Exercise task:
Gather every row below in which the word "white" appears, and copy each such row in full.

Extracted records:
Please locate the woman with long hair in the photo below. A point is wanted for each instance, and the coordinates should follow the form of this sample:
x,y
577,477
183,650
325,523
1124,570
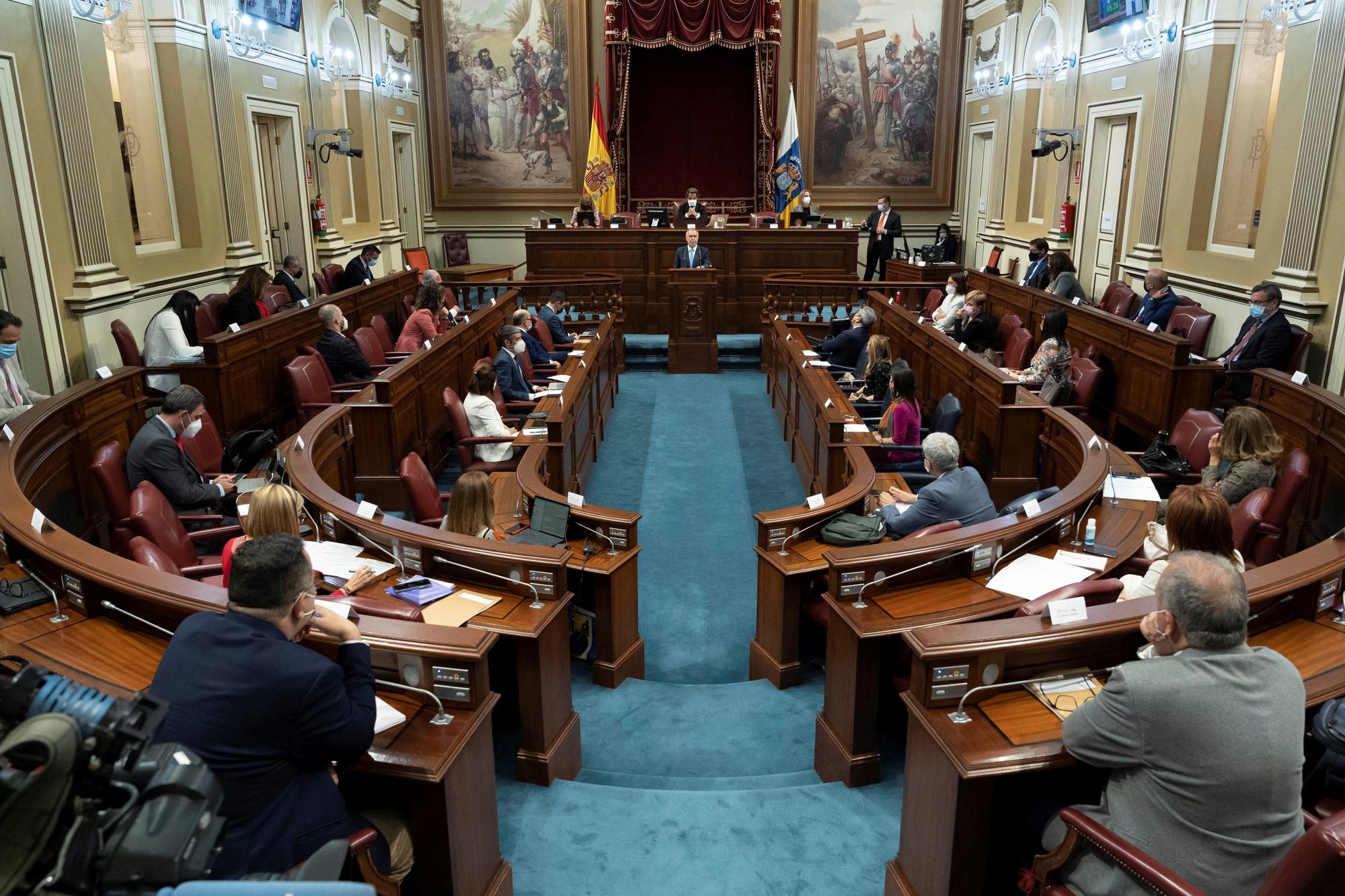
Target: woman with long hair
x,y
279,510
471,509
1199,518
244,303
1054,353
170,337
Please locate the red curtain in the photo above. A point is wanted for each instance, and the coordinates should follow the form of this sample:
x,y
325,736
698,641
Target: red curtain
x,y
693,25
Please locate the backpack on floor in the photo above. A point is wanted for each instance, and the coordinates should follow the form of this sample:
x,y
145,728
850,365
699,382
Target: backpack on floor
x,y
853,530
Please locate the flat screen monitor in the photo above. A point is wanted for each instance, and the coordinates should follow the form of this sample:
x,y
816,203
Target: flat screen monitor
x,y
282,13
1105,13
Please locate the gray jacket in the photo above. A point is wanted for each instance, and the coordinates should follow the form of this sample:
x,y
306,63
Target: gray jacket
x,y
1207,758
1242,479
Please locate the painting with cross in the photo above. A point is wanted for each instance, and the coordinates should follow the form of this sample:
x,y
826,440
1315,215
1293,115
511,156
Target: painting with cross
x,y
876,97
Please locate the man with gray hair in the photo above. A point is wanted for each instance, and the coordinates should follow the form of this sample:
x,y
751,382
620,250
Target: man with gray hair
x,y
844,349
957,493
1206,740
341,353
509,372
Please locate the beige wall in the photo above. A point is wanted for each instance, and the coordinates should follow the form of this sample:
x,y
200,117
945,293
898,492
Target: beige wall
x,y
1192,146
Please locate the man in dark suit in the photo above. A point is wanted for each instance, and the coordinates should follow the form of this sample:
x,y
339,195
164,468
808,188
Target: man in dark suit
x,y
289,278
974,325
1038,276
1160,300
271,717
957,493
1265,341
341,353
883,225
692,255
1204,743
844,349
361,268
692,210
509,372
157,454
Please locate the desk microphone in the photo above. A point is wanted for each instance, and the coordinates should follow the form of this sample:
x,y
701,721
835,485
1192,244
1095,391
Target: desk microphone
x,y
440,717
882,576
537,600
60,618
611,551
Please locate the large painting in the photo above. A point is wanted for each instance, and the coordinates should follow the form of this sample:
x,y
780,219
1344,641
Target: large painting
x,y
508,100
879,99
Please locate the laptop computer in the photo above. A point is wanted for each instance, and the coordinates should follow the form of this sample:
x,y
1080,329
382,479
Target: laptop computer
x,y
548,524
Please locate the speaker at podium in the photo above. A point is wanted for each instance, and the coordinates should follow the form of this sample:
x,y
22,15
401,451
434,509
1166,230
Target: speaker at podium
x,y
693,346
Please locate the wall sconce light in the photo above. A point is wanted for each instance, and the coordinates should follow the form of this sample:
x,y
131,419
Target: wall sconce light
x,y
1144,42
1054,61
100,11
395,84
247,36
340,65
991,83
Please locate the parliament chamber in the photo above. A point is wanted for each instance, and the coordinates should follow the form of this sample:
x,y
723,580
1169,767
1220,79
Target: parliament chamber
x,y
848,448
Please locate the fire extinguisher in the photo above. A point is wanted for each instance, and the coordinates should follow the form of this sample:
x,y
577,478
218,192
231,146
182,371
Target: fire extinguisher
x,y
1067,218
319,216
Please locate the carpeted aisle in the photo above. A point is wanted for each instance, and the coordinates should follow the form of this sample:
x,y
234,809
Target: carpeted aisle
x,y
697,778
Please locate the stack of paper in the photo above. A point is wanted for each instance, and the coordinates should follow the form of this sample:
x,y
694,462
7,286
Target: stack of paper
x,y
1032,576
1140,489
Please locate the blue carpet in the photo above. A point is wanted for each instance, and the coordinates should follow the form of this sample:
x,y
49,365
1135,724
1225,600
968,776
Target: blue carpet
x,y
697,779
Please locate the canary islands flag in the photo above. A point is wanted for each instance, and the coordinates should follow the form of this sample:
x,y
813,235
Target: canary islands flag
x,y
599,178
789,165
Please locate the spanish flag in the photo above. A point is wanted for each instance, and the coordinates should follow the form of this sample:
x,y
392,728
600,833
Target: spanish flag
x,y
599,178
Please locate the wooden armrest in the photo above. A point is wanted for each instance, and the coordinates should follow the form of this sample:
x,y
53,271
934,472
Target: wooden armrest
x,y
219,532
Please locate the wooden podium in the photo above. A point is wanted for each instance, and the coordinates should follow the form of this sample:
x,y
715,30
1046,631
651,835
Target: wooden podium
x,y
693,346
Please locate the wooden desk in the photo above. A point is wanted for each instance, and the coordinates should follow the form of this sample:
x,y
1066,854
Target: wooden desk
x,y
243,376
642,257
954,771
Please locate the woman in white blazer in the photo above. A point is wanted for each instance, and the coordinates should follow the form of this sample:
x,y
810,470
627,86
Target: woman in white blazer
x,y
170,337
485,417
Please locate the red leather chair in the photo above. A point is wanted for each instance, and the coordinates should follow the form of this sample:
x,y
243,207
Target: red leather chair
x,y
1315,865
1192,323
154,518
1096,591
1247,517
147,555
1087,376
933,300
372,349
424,499
1191,438
455,249
1016,349
313,388
467,459
418,259
275,298
935,529
1118,299
1008,325
1301,339
208,448
1295,471
212,314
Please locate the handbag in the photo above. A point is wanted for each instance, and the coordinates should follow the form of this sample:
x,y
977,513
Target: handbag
x,y
1163,458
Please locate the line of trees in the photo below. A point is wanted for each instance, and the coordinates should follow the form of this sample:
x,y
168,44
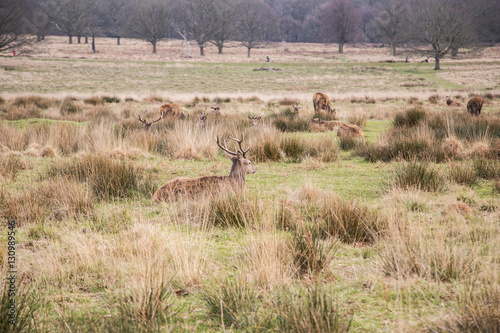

Result for this task:
Please locate the woman in white blazer in the photo above. A point is wanted for each instance, and the coordinates should follow the form of this sample:
Target: woman in white blazer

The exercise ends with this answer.